* **Listed records**
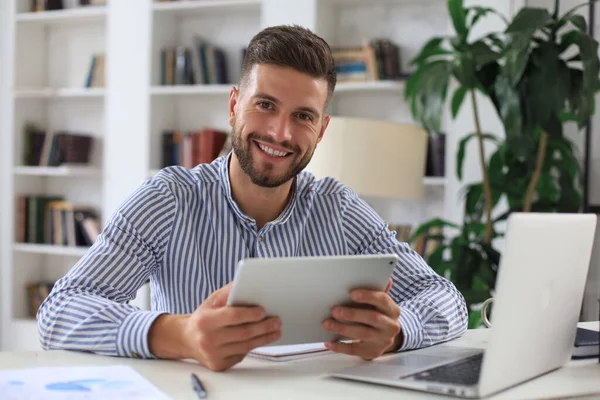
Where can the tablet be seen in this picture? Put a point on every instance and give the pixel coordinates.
(302, 291)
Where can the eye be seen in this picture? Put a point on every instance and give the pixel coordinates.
(304, 117)
(265, 105)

* **Exercise prompt**
Answer with an exact copy of the lines from the one containing "Where can the eye" through the end of the entries above, leaving out everything before.

* **Result**
Where can the eye be seen in this picture? Put a point on every instance and give the pixel coordinates.
(304, 117)
(265, 105)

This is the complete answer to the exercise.